* [Task requirements]
Restate the listing below word for word. No picture belongs in the result.

* [Material provided]
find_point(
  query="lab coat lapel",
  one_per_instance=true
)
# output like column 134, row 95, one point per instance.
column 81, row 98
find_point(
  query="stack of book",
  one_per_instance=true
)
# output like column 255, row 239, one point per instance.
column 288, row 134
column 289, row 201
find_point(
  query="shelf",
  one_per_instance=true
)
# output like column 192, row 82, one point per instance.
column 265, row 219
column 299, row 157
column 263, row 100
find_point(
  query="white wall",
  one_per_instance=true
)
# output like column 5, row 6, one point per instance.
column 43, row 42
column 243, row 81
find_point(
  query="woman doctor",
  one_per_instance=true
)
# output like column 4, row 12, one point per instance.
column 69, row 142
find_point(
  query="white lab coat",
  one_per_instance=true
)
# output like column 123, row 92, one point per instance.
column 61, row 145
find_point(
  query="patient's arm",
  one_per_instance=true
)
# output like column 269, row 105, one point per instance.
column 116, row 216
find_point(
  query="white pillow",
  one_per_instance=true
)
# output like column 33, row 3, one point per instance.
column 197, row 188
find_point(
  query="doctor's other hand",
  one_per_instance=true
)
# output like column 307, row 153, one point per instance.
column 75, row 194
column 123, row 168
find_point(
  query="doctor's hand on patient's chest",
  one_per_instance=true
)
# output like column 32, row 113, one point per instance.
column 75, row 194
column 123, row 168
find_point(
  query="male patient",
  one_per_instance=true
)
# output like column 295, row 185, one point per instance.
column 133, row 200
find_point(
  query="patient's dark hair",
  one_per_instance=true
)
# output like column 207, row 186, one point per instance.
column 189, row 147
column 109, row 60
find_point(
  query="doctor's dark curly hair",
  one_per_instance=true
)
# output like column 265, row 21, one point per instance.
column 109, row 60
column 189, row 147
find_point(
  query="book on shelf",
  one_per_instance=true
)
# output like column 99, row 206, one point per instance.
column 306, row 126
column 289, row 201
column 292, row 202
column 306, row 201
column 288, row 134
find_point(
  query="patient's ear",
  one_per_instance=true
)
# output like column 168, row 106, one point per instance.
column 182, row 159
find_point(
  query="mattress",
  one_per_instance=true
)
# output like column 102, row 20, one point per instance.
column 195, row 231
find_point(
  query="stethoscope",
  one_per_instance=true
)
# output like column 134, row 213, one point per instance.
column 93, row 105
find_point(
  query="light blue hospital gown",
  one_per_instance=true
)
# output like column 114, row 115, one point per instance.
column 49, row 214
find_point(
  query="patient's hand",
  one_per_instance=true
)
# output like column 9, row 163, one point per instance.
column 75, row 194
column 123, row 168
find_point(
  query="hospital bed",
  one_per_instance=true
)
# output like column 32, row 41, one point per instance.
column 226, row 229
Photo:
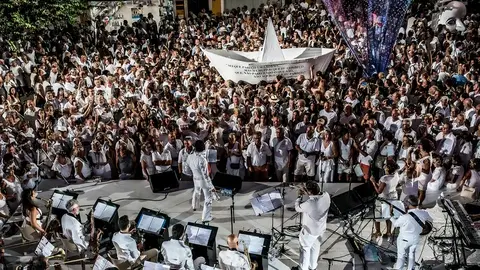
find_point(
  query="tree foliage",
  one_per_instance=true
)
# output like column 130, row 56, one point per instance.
column 23, row 18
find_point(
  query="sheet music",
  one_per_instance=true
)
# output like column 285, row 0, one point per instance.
column 198, row 236
column 104, row 211
column 156, row 225
column 254, row 243
column 266, row 203
column 144, row 222
column 101, row 263
column 207, row 267
column 155, row 266
column 60, row 200
column 44, row 248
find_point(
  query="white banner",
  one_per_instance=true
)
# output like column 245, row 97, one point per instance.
column 238, row 68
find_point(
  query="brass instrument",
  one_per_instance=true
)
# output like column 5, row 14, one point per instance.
column 253, row 265
column 95, row 235
column 51, row 227
column 60, row 255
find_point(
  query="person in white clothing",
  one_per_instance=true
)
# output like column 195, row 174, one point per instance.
column 314, row 223
column 258, row 158
column 345, row 144
column 438, row 175
column 410, row 230
column 177, row 254
column 282, row 151
column 326, row 161
column 71, row 226
column 83, row 171
column 126, row 246
column 232, row 259
column 308, row 148
column 182, row 158
column 472, row 177
column 386, row 188
column 198, row 165
column 161, row 158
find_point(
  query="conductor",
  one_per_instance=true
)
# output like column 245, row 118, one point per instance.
column 314, row 211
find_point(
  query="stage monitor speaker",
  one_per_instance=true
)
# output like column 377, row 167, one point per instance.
column 163, row 182
column 227, row 181
column 366, row 192
column 345, row 203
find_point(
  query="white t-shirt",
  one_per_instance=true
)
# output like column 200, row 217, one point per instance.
column 165, row 155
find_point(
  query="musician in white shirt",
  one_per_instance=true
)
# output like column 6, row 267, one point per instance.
column 258, row 154
column 161, row 158
column 71, row 226
column 182, row 158
column 367, row 150
column 232, row 259
column 126, row 246
column 282, row 152
column 308, row 147
column 446, row 141
column 176, row 253
column 314, row 223
column 198, row 165
column 410, row 230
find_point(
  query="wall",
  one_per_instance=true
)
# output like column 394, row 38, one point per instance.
column 229, row 4
column 125, row 13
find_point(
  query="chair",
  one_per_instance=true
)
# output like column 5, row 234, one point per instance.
column 121, row 265
column 69, row 246
column 29, row 234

* [Worked solution]
find_point(
  query="lab coat lapel",
  one_per_instance=true
)
# output like column 134, row 95, one point per instance.
column 81, row 98
find_point(
  query="stack of book",
  one_per_instance=true
)
# output like column 255, row 239, one point per instance.
column 288, row 134
column 289, row 201
find_point(
  query="shelf",
  one_per_instance=true
)
# output like column 192, row 82, one point per instance.
column 265, row 219
column 299, row 157
column 263, row 100
find_point(
  query="white wall",
  one_per_instance=true
)
# output like column 5, row 6, one point per instance.
column 43, row 42
column 243, row 81
find_point(
  query="woman doctor",
  one_per_instance=true
)
# output like column 4, row 12, one point per instance.
column 69, row 142
find_point(
  query="white lab coat",
  one_per_instance=true
)
# output like column 123, row 92, one point per instance.
column 61, row 145
find_point(
  query="patient's arm",
  one_per_instance=true
)
# output like column 269, row 105, one point per instance.
column 116, row 216
find_point(
  query="white pillow",
  one_per_instance=true
)
# output like column 33, row 3, one point per instance.
column 197, row 188
find_point(
  query="doctor's other hand",
  one_per_instance=true
)
# output like column 307, row 153, one point per instance.
column 75, row 194
column 123, row 168
find_point(
  query="doctor's hand on patient's chest",
  one_per_instance=true
)
# output like column 32, row 113, one point per instance.
column 75, row 194
column 123, row 168
find_point(
  query="male patient",
  one_per_instance=true
)
# output like column 295, row 185, one point per instance.
column 133, row 200
find_point(
  query="patient's dark hair",
  one_per_instance=true
)
# output like column 207, row 186, one point per instance.
column 189, row 147
column 109, row 60
find_point(
  query="doctor's dark curly hair",
  one_per_instance=true
)
# output like column 265, row 21, one point per instance.
column 109, row 60
column 189, row 147
find_point(
  query="book on shelf",
  one_per_instance=true
)
# output like column 99, row 206, one point per instance.
column 306, row 126
column 289, row 201
column 292, row 202
column 306, row 201
column 288, row 134
find_point(
  query="patient's ear",
  one_per_instance=true
)
# output like column 168, row 106, one point per instance.
column 182, row 159
find_point(
  query="mattress",
  one_per_instance=true
)
# output like column 102, row 20, one point per instance.
column 195, row 231
find_point(
  query="stethoscope",
  one_per_instance=true
)
# output like column 134, row 213, one point per instance.
column 93, row 105
find_point(
  query="light blue hospital gown",
  one_per_instance=true
)
# output like column 114, row 115, one point per instance.
column 49, row 214
find_point(
  query="patient's hand",
  one_per_instance=true
)
# output like column 9, row 163, one point per instance.
column 75, row 194
column 123, row 168
find_point(
  query="hospital bed",
  one_per_instance=true
)
# output like column 32, row 41, one point per instance.
column 226, row 229
Photo:
find_point(
  query="tree foliage",
  one_per_instance=true
)
# output like column 130, row 56, one point per instance.
column 23, row 18
find_point(
  query="sheet music",
  one_per_instance=true
)
# output like column 285, row 0, one point per instance.
column 198, row 236
column 104, row 211
column 156, row 225
column 254, row 243
column 266, row 203
column 144, row 222
column 101, row 263
column 207, row 267
column 155, row 266
column 60, row 200
column 44, row 248
find_point(
  query="white banner",
  one_per_instance=true
)
# output like column 245, row 97, one point per instance.
column 238, row 68
find_point(
  query="brass instrument",
  one_per_instance=true
)
# output like column 5, row 14, one point per instance.
column 253, row 265
column 95, row 235
column 51, row 227
column 60, row 255
find_point(
  query="person in white clothing",
  one_per_instance=true
)
# output like column 195, row 174, one point per instance.
column 314, row 223
column 258, row 158
column 345, row 144
column 438, row 175
column 410, row 230
column 177, row 254
column 282, row 151
column 326, row 161
column 71, row 226
column 83, row 171
column 126, row 246
column 232, row 259
column 308, row 148
column 182, row 158
column 472, row 177
column 386, row 188
column 198, row 165
column 161, row 158
find_point(
  query="conductor",
  one_per_instance=true
)
# output like column 245, row 118, one point per instance.
column 314, row 211
find_point(
  query="stage monitor speaker",
  one_per_instance=true
)
# output like column 377, row 167, one point per instance.
column 163, row 182
column 227, row 181
column 366, row 192
column 345, row 203
find_point(
  query="white t-shirt",
  one_per_instance=true
)
# output like column 200, row 217, one point per instance.
column 165, row 155
find_point(
  query="musician in white shirt",
  one_per_instance=true
)
# output like column 6, row 267, one point per instance.
column 258, row 154
column 161, row 158
column 71, row 226
column 182, row 158
column 367, row 150
column 232, row 259
column 126, row 246
column 282, row 152
column 308, row 147
column 446, row 141
column 176, row 253
column 314, row 223
column 198, row 165
column 410, row 230
find_point(
  query="wall",
  one_per_instance=true
)
# output like column 394, row 38, one point per instance.
column 229, row 4
column 125, row 13
find_point(
  query="chair",
  one_per_instance=true
)
# output like column 5, row 234, one point per instance.
column 121, row 265
column 69, row 246
column 29, row 234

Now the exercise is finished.